_WHAT IS ASKED_
1/ Can you retype everything in the linked list notes from "Linked List: Key" down to "list (O(1) with tail pointer)" without changing a character?
2/ Which lines in the rows contain the string "glass" with matching case? Copy out each of those lines.

_EXTRACT TO READ_

Linked List: Key Concepts, Time Complexity, and Space Complexity

1. Singly Linked List

  • Description: Each node contains data and a reference to the next node.
  • Time Complexity:
    • Access: O(n)
    • Search: O(n)
    • Insert/Remove (at head): O(1)
    • Insert/Remove (at tail): O(n) for singly linked list (O(1) with tail pointer)
  • Space Complexity: O(n) (where n = number of nodes)

2. Doubly Linked List

  • Description: Each node contains data, a reference to the next node, and a reference to the previous node.
  • Time Complexity:
    • Access: O(n)
    • Search: O(n)
    • Insert/Remove (at head): O(1)
    • Insert/Remove (at tail): O(1)
  • Space Complexity: O(n) (due to extra space for previous pointer)

3. Circular Linked List

  • Description: The last node points back to the first node, forming a circle.
  • Time Complexity:
    • Access: O(n)
    • Search: O(n)
    • Insert/Remove (at head): O(1)
    • Insert/Remove (at tail): O(1) (if tail pointer is maintained)
  • Space Complexity: O(n)

4. Circular Doubly Linked List

  • Description: A doubly linked list where the last node points to the first, and the first node points to the last.
  • Time Complexity:
    • Access: O(n)
    • Search: O(n)
    • Insert/Remove (at head/tail): O(1)
  • Space Complexity: O(n)

5. Operations on Linked List

a) Insert

  • At head: O(1)
  • At tail: O(n) (O(1) with tail pointer)

b) Delete

  • At head: O(1)
  • At tail: O(n) (O(1) with tail pointer)

c) Search

  • O(n) (linear search)

d) Traversal

  • O(n)

e) Reverse

  • O(n)

6. Memory Management

  • Linked lists use dynamic memory allocation, unlike arrays, which use contiguous memory.
  • Each node requires extra space for storing pointers.

7. Applications

  • Dynamic memory allocation
  • Efficient insertions/deletions at the ends
  • Implementing queues, stacks, graphs, and other data structures.
  • basically you can say linked list dont have indexing, but you can access the data at any node by traversing the list.

8. Disadvantages

  • Linked lists are not efficient for insertions/deletions at the beginning or middle of the list.
  • Linked lists are not efficient for random access.
  • Linked lists are not efficient for sorting.

_PROVIDED RECORDS_

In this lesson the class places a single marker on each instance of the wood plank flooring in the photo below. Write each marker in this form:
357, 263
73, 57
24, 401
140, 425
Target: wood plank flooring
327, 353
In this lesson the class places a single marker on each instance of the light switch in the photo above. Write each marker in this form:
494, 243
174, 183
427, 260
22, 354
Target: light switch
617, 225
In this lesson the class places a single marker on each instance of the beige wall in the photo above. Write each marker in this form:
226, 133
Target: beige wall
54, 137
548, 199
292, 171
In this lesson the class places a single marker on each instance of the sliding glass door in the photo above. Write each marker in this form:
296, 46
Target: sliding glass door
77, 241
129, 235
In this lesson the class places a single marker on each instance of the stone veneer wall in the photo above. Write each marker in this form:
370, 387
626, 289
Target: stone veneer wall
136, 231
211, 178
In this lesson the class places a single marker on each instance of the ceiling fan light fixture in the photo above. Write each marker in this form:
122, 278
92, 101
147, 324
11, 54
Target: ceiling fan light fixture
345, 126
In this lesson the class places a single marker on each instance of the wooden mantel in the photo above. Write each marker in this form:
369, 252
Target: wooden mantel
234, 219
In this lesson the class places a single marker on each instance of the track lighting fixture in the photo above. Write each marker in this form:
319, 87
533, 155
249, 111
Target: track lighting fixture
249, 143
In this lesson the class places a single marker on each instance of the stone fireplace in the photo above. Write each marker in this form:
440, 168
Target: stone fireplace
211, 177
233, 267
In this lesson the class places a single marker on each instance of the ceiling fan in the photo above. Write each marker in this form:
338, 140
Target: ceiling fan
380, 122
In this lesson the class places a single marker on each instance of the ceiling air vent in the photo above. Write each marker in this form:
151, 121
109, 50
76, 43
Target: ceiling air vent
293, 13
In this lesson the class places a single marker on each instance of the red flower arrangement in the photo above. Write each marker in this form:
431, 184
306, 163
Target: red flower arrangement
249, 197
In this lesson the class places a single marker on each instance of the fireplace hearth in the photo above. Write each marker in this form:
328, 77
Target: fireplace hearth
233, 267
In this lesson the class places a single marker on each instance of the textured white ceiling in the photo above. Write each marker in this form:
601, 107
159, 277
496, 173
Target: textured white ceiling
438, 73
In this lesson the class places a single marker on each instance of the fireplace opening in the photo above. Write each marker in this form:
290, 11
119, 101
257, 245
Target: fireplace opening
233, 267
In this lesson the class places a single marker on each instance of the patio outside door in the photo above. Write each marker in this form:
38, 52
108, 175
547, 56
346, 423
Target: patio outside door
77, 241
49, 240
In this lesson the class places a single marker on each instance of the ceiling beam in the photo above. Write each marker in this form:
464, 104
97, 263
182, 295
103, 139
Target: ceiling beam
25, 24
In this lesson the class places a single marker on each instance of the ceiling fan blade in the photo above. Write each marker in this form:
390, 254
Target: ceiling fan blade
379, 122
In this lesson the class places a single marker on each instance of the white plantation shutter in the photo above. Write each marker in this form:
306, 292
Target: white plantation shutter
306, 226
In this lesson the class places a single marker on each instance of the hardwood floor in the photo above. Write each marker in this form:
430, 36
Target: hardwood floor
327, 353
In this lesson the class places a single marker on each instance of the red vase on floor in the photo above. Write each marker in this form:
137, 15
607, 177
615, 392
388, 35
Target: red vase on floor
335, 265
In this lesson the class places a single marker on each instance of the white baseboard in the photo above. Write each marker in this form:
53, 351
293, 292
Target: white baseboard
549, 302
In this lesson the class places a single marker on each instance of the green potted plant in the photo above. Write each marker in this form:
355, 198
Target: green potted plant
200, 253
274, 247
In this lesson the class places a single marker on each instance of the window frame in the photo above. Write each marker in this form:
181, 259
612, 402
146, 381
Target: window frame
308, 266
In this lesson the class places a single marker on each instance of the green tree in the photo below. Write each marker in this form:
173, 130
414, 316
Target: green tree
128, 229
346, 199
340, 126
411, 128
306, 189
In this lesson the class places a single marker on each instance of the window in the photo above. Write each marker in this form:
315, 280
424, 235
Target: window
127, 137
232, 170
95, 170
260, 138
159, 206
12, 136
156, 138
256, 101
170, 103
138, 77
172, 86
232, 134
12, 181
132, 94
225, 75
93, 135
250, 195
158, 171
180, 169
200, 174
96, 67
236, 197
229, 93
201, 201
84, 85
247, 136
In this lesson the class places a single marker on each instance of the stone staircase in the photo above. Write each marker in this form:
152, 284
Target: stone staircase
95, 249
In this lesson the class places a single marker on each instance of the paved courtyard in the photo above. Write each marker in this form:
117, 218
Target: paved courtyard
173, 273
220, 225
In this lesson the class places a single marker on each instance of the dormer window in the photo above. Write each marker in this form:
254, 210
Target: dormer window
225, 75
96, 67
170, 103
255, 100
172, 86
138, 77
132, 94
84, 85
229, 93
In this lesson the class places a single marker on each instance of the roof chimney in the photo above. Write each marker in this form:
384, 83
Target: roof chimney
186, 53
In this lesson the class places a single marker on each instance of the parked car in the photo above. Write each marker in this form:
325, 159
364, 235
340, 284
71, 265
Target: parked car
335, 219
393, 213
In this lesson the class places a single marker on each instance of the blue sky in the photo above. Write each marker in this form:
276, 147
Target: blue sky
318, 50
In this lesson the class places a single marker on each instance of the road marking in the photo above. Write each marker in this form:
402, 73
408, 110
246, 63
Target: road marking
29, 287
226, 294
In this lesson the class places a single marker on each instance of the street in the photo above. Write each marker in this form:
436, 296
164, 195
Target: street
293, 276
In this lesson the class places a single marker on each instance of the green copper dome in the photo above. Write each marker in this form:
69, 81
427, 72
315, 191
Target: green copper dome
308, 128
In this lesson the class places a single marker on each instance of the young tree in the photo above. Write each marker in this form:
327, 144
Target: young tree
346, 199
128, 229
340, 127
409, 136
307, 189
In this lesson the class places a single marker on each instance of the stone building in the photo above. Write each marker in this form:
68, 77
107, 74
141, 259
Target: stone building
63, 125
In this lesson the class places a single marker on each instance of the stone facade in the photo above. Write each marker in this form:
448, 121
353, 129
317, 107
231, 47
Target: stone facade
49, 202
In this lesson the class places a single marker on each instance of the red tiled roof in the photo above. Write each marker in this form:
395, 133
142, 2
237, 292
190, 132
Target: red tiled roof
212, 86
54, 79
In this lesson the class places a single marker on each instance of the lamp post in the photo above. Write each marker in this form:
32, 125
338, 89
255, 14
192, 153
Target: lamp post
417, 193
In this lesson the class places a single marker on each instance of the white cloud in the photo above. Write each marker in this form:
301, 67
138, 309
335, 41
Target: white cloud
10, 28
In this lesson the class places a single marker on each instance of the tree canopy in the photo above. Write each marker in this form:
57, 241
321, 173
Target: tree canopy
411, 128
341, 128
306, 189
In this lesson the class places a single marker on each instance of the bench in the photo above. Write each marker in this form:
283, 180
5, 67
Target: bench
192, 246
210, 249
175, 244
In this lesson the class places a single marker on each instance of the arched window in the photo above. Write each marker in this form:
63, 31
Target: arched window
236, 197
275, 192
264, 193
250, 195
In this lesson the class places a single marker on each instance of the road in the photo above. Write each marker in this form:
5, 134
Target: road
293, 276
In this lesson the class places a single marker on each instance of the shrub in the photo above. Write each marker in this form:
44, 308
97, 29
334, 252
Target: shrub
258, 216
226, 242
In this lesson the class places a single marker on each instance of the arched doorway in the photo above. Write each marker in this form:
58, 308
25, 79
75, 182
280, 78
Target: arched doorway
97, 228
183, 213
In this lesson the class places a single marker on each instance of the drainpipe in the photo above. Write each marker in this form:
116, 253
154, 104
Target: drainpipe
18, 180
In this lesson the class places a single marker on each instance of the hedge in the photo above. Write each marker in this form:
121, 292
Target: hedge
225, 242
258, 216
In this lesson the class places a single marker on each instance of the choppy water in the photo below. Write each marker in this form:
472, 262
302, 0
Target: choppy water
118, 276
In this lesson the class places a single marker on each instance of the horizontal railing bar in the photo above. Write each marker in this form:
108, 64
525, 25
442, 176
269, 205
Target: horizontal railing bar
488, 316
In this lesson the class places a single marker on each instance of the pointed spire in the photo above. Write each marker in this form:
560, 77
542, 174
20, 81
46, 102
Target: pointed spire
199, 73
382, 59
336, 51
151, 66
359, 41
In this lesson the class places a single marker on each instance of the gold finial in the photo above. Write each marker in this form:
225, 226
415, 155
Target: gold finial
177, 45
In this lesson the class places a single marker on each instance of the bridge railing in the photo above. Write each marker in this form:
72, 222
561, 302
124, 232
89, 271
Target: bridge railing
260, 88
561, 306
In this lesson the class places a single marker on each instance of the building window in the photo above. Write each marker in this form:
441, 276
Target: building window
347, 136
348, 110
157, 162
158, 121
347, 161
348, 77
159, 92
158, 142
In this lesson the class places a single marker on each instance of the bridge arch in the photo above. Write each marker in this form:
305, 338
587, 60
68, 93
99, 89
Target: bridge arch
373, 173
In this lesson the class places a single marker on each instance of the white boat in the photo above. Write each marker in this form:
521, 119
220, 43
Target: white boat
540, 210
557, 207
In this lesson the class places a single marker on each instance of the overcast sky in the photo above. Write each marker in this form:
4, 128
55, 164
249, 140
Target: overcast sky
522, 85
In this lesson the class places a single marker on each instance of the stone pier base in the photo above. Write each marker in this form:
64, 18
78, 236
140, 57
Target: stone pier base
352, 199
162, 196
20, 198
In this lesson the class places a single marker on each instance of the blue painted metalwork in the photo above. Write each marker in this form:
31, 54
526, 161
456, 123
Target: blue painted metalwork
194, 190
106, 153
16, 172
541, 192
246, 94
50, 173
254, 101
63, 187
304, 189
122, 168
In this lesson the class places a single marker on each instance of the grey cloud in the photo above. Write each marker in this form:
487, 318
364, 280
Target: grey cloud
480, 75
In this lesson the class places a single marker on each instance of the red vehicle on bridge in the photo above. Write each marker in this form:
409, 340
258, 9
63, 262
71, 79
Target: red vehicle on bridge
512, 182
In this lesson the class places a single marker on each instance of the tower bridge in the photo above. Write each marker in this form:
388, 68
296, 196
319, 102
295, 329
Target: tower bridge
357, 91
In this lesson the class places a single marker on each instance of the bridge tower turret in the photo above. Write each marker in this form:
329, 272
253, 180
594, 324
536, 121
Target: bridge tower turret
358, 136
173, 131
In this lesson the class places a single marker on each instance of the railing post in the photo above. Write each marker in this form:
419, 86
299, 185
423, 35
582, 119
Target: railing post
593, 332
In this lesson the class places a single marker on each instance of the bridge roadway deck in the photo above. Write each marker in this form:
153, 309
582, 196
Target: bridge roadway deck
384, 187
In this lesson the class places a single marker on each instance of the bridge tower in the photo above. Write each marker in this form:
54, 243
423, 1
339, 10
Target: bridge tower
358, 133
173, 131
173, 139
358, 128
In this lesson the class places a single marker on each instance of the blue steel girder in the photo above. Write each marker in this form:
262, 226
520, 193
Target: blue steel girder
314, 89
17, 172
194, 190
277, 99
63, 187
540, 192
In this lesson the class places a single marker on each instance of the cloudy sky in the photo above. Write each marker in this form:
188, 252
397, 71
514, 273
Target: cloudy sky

_RESPONSE LIST_
1/
Linked List: Key Concepts, Time Complexity, and Space Complexity

1. Singly Linked List

  • Description: Each node contains data and a reference to the next node.
  • Time Complexity:
    • Access: O(n)
    • Search: O(n)
    • Insert/Remove (at head): O(1)
    • Insert/Remove (at tail): O(n) for singly linked list (O(1) with tail pointer)

2/
In this lesson the class places a single marker on each instance of the sliding glass door in the photo above. Write each marker in this form:
Target: sliding glass door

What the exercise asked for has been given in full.